**WHAT TO WORK ON**
Set down, word for word, the part of the Fowler Weekends text from "Alice Bell and" up to and including "on Sunday evenings.".

-- SELECTED TEXT follows --

Wednesday, August 6, 2008

Fowler Weekends

Alice Bell and Clark Harriman
Lou's cousins

In the fall of 1935 I started the 7th grade at Park Hill Junior High School and began an interesting two years of unexpected association with one of my teachers. Her name was Miss Norton and she grew up on a farm in Fowler, Colorado just a few miles from where my Uncle Frank and Aunt Birdie (Harriman) lived. Somehow we made the connection that I liked to spend time visiting down there wherever I could, and she invited me to ride down to Fowler with her and another teacher, Miss Esther Hilton. She said that they went to Fowler almost every other weekend right after school on Friday, and they returned to Pueblo on Sunday evening about 5 or 6 p.m. Now this really appealed to me, and though I couldn’t go every time, I did go often. I would take my suitcase to school on Friday afternoon and then they would drop me off at our home on Sunday evenings.

I had great fun on these weekend trips to Fowler. Usually it was nothing real exciting, but just being with Clark and Alice Bell was a great pleasure for me. Many times it was just being with Clark doing one of the many chores around the ranch. One week it may have been fixing fence all day Saturday way out on the prairie many miles from the ranch house. That may not sound like fun to many people, but I always had a good time. Whatever we did, we made it fun and we enjoyed the fact that we were accomplishing something all of the time. This is where I really learned to work and to enjoy it. Uncle Frank made me feel like I was really something, and sometimes I would be paid for the work.

-- SELECTED TEXT concluded --
-- DATASET EXTRACT follows --

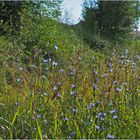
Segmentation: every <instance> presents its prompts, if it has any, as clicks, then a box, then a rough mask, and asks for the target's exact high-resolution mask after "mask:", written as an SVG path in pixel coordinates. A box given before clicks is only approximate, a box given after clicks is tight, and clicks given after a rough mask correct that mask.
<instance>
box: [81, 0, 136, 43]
mask: <svg viewBox="0 0 140 140" xmlns="http://www.w3.org/2000/svg"><path fill="white" fill-rule="evenodd" d="M136 3H139V1H136V0H135V1H104V0H97V2H95V1H94V0H85V2H84V4H83V19H84V24H83V27H85V28H86V30H87V32H89V34H92V35H93V34H95V33H96V34H97V33H98V34H99V35H100V36H101V37H103V38H106V39H109V40H111V41H120V40H121V39H123V40H124V38H126V37H128V36H129V34H130V32H131V31H132V30H133V29H134V23H136V21H137V20H138V17H136V16H135V9H136ZM137 5H138V4H137ZM137 15H138V14H137Z"/></svg>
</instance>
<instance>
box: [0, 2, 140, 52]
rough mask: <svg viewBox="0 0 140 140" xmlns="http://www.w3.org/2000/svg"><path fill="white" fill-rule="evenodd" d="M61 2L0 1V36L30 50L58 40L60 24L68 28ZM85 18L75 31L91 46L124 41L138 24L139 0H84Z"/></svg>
mask: <svg viewBox="0 0 140 140" xmlns="http://www.w3.org/2000/svg"><path fill="white" fill-rule="evenodd" d="M62 2H63V1H62V0H53V1H52V0H47V1H36V0H34V1H5V0H2V1H0V17H1V22H0V35H1V36H5V37H6V38H8V39H12V40H16V41H17V42H19V43H20V44H24V45H25V46H28V50H29V49H31V48H32V47H33V46H40V47H42V48H46V44H47V43H46V42H48V43H49V44H51V43H52V44H55V42H59V41H60V38H61V37H60V36H61V35H60V34H62V28H61V27H62V26H63V27H64V28H65V25H64V24H61V23H60V22H59V17H60V16H61V12H62V10H61V4H62ZM82 17H83V20H81V21H80V22H79V24H77V25H76V26H75V28H74V30H75V31H77V33H78V36H81V38H82V39H83V40H84V41H85V42H86V43H88V44H89V45H90V46H91V47H93V46H94V47H95V48H100V47H104V44H105V43H104V42H107V41H108V42H113V43H114V42H121V43H122V42H125V40H126V39H128V38H129V37H130V33H131V32H132V31H133V30H134V29H137V27H138V21H139V17H140V1H139V0H134V1H104V0H85V1H84V2H83V11H82ZM60 28H61V29H60ZM81 38H80V39H81ZM58 40H59V41H58Z"/></svg>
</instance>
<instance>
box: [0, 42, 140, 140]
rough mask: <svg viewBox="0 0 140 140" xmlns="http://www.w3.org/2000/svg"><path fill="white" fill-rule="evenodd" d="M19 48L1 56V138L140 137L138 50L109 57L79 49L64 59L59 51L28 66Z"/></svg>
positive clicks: (42, 56) (72, 137)
mask: <svg viewBox="0 0 140 140" xmlns="http://www.w3.org/2000/svg"><path fill="white" fill-rule="evenodd" d="M10 45H11V44H10ZM4 46H5V45H4ZM15 47H17V46H13V47H12V48H10V50H8V49H6V50H4V49H2V53H1V54H2V57H3V58H4V57H7V59H6V60H4V61H2V63H1V67H0V74H1V75H2V76H1V77H0V81H2V84H1V85H0V123H1V126H0V136H1V138H3V139H8V138H28V139H30V138H36V139H45V138H47V139H50V138H57V139H58V138H59V139H61V138H70V139H71V138H72V139H73V138H76V139H80V138H82V139H84V138H88V139H104V138H109V139H113V138H126V139H127V138H140V125H139V123H140V119H139V118H140V111H139V110H140V103H139V99H140V96H139V95H140V86H139V85H140V75H139V73H140V70H139V63H140V58H139V54H137V51H134V50H133V51H131V48H129V47H128V48H127V49H119V48H117V49H114V50H112V52H111V53H110V55H107V56H106V55H105V54H102V53H100V52H94V51H92V50H90V49H86V48H84V47H82V46H79V47H77V48H76V49H75V51H74V52H73V53H72V54H69V55H67V56H66V55H65V56H64V58H63V57H61V59H60V57H59V56H63V52H64V50H63V49H64V48H63V49H62V51H61V48H57V50H56V52H55V53H56V56H57V57H56V58H55V57H54V58H51V57H50V58H44V56H43V55H41V54H38V55H36V56H34V57H33V56H32V55H30V56H28V60H29V61H28V62H26V61H25V62H24V61H23V58H26V56H25V54H24V51H23V50H22V48H19V47H17V48H18V50H17V51H16V52H15V51H14V50H15ZM58 47H59V46H58ZM12 49H13V50H12ZM59 49H60V50H59ZM11 50H12V53H10V52H11ZM58 50H59V51H58ZM120 50H121V51H120ZM57 53H58V54H57ZM59 54H60V55H59ZM36 60H37V61H36Z"/></svg>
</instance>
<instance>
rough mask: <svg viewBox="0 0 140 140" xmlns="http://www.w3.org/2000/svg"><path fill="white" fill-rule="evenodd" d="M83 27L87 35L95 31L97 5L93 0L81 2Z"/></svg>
mask: <svg viewBox="0 0 140 140" xmlns="http://www.w3.org/2000/svg"><path fill="white" fill-rule="evenodd" d="M82 16H83V20H84V22H83V28H84V32H87V33H88V34H89V35H93V34H96V33H97V7H96V1H95V0H85V1H84V3H83V12H82Z"/></svg>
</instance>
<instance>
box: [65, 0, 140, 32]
mask: <svg viewBox="0 0 140 140" xmlns="http://www.w3.org/2000/svg"><path fill="white" fill-rule="evenodd" d="M82 3H83V0H63V8H64V10H66V11H68V12H69V13H70V15H71V20H72V22H73V23H75V24H76V23H78V21H79V19H80V18H81V13H82ZM64 10H63V11H64ZM139 31H140V21H139Z"/></svg>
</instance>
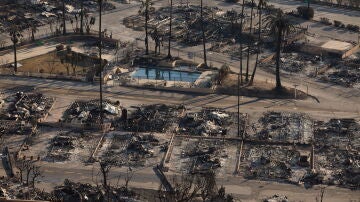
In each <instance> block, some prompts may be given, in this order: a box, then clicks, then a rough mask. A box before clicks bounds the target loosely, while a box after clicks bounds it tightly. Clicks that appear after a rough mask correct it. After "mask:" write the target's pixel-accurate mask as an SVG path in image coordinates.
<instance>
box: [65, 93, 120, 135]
mask: <svg viewBox="0 0 360 202" xmlns="http://www.w3.org/2000/svg"><path fill="white" fill-rule="evenodd" d="M102 108H103V113H104V122H105V123H110V124H111V123H112V122H113V121H115V120H117V119H119V118H121V114H122V107H121V106H120V102H119V101H117V102H112V101H110V100H104V101H103V106H102ZM59 122H60V123H61V124H63V125H69V126H74V127H79V128H89V129H90V128H98V127H100V124H101V120H100V101H99V100H90V101H84V100H79V101H75V102H73V103H72V104H71V105H70V106H69V108H68V109H66V111H65V112H64V114H63V116H62V118H61V119H60V120H59Z"/></svg>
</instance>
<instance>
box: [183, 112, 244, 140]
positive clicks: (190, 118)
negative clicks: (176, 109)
mask: <svg viewBox="0 0 360 202" xmlns="http://www.w3.org/2000/svg"><path fill="white" fill-rule="evenodd" d="M246 119H247V115H246V114H240V126H241V128H240V130H241V133H243V132H244V131H245V124H246V122H247V120H246ZM177 133H178V134H184V135H197V136H219V135H221V136H227V137H228V136H232V135H236V134H237V113H230V112H225V111H222V110H219V109H215V108H205V109H202V110H201V111H200V112H187V113H186V115H185V116H183V117H182V118H181V119H180V121H179V129H178V130H177Z"/></svg>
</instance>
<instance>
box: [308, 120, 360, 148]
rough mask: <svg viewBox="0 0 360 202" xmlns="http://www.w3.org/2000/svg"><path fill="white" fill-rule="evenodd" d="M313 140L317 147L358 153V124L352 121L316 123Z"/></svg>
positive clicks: (345, 120) (319, 121)
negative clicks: (332, 148)
mask: <svg viewBox="0 0 360 202" xmlns="http://www.w3.org/2000/svg"><path fill="white" fill-rule="evenodd" d="M314 140H315V141H314V142H315V145H316V146H317V147H323V146H329V147H336V148H340V149H346V148H349V149H354V150H357V151H360V124H359V123H358V122H357V121H356V120H354V119H330V120H329V121H328V122H322V121H319V122H316V123H315V128H314Z"/></svg>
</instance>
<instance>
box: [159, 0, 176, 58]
mask: <svg viewBox="0 0 360 202" xmlns="http://www.w3.org/2000/svg"><path fill="white" fill-rule="evenodd" d="M172 7H173V3H172V0H170V24H169V47H168V58H169V59H171V31H172ZM159 48H160V47H159ZM159 52H160V51H159Z"/></svg>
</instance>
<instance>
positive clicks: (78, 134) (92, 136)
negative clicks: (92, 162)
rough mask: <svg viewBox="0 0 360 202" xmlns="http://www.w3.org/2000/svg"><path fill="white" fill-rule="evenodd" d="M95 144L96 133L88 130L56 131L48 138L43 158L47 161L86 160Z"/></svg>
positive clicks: (89, 154) (95, 140) (95, 141)
mask: <svg viewBox="0 0 360 202" xmlns="http://www.w3.org/2000/svg"><path fill="white" fill-rule="evenodd" d="M96 144H97V135H96V134H92V133H90V132H76V131H68V132H61V133H58V134H57V135H56V136H55V137H53V138H52V139H49V140H48V146H47V153H46V156H45V157H43V160H45V161H48V162H64V161H77V160H80V161H81V162H86V161H87V160H88V159H89V158H90V155H91V152H92V151H93V150H94V147H95V146H96Z"/></svg>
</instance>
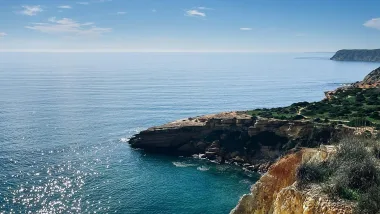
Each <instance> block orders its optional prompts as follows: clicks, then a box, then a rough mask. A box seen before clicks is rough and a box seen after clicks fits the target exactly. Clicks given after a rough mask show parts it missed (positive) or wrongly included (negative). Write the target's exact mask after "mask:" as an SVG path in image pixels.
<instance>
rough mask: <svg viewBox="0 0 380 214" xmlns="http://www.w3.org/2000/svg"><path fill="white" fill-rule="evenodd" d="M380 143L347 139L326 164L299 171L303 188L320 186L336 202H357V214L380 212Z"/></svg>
mask: <svg viewBox="0 0 380 214" xmlns="http://www.w3.org/2000/svg"><path fill="white" fill-rule="evenodd" d="M379 145H380V144H379V142H377V141H375V140H371V139H358V138H353V137H352V138H346V139H343V140H341V141H340V144H339V146H338V150H337V152H336V153H335V154H334V155H333V156H332V157H330V158H329V159H328V160H327V161H325V162H322V163H313V162H307V163H304V164H302V165H301V166H300V167H299V168H298V170H297V175H296V177H297V181H298V185H299V187H300V188H304V187H305V186H307V185H309V184H311V183H314V184H320V185H321V186H322V187H323V189H324V191H325V192H326V193H327V194H328V195H329V196H330V197H331V198H332V199H346V200H351V201H356V202H357V207H356V209H357V213H379V212H380V168H379V162H380V161H379V148H380V147H379Z"/></svg>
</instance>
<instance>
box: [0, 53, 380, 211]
mask: <svg viewBox="0 0 380 214" xmlns="http://www.w3.org/2000/svg"><path fill="white" fill-rule="evenodd" d="M330 56H331V53H320V54H237V53H235V54H220V53H213V54H210V53H208V54H206V53H202V54H199V53H197V54H196V53H192V54H183V53H182V54H181V53H160V54H157V53H156V54H154V53H144V54H137V53H135V54H132V53H128V54H125V53H119V54H95V53H93V54H89V53H76V54H68V53H66V54H58V53H55V54H36V53H34V54H32V53H28V54H26V53H1V54H0V92H1V93H0V146H1V149H0V164H1V168H0V213H28V212H30V213H131V214H135V213H144V214H145V213H146V214H150V213H168V214H169V213H170V214H172V213H178V214H185V213H189V214H190V213H191V214H192V213H228V212H229V211H230V209H232V208H233V207H234V206H235V204H236V203H237V201H238V200H239V197H240V196H241V195H242V194H244V193H248V192H249V187H250V185H251V184H253V183H254V182H255V181H256V180H257V175H255V174H250V173H246V172H244V171H241V170H240V169H238V168H234V167H231V166H226V165H215V164H212V163H207V162H203V161H200V160H195V159H192V158H185V157H178V158H176V157H166V156H160V155H151V154H145V153H144V152H143V151H138V150H132V149H131V148H130V147H129V146H128V144H127V143H126V141H127V139H128V138H129V137H130V136H131V135H133V134H136V133H137V132H138V131H139V130H142V129H144V128H147V127H150V126H153V125H159V124H162V123H166V122H169V121H171V120H174V119H179V118H185V117H190V116H194V115H200V114H208V113H215V112H219V111H227V110H245V109H251V108H256V107H273V106H284V105H288V104H291V103H292V102H297V101H316V100H320V99H322V98H323V91H326V90H329V89H333V88H335V87H337V86H338V85H339V84H341V83H347V82H353V81H356V80H359V79H362V78H363V77H364V75H366V74H367V73H369V71H371V70H372V69H374V68H376V67H378V66H380V64H376V63H349V62H333V61H330V60H328V57H330Z"/></svg>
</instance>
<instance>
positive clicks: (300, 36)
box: [296, 33, 306, 37]
mask: <svg viewBox="0 0 380 214" xmlns="http://www.w3.org/2000/svg"><path fill="white" fill-rule="evenodd" d="M305 36H306V33H297V34H296V37H305Z"/></svg>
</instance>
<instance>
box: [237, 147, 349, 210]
mask: <svg viewBox="0 0 380 214" xmlns="http://www.w3.org/2000/svg"><path fill="white" fill-rule="evenodd" d="M333 151H334V149H331V147H327V146H322V147H321V148H320V149H302V150H300V151H298V152H296V153H293V154H289V155H287V156H284V157H283V158H281V159H280V160H279V161H278V162H276V163H275V164H273V165H272V166H271V167H270V168H269V170H268V172H267V173H265V174H264V175H263V176H262V177H261V178H260V180H259V181H258V182H257V183H256V184H255V185H254V186H253V187H252V189H251V193H250V194H247V195H244V196H243V197H242V198H241V199H240V201H239V204H238V205H237V206H236V207H235V208H234V209H233V210H232V211H231V213H230V214H272V213H273V214H343V213H347V214H349V213H352V212H353V204H352V203H349V202H347V201H331V200H330V199H329V198H328V197H327V195H325V194H323V193H322V190H321V188H320V187H319V186H316V185H315V186H310V187H308V188H307V189H299V188H298V187H297V184H296V170H297V167H298V166H299V165H300V164H301V163H302V162H305V161H324V160H326V159H327V158H328V157H329V156H330V154H331V153H332V152H333Z"/></svg>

-- DATASET EXTRACT concluded --

**SOLUTION TO THE EXERCISE**
Alice Bell and Clark Harriman
Lou's cousins

In the fall of 1935 I started the 7th grade at Park Hill Junior High School and began an interesting two years of unexpected association with one of my teachers. Her name was Miss Norton and she grew up on a farm in Fowler, Colorado just a few miles from where my Uncle Frank and Aunt Birdie (Harriman) lived. Somehow we made the connection that I liked to spend time visiting down there wherever I could, and she invited me to ride down to Fowler with her and another teacher, Miss Esther Hilton. She said that they went to Fowler almost every other weekend right after school on Friday, and they returned to Pueblo on Sunday evening about 5 or 6 p.m. Now this really appealed to me, and though I couldn’t go every time, I did go often. I would take my suitcase to school on Friday afternoon and then they would drop me off at our home on Sunday evenings.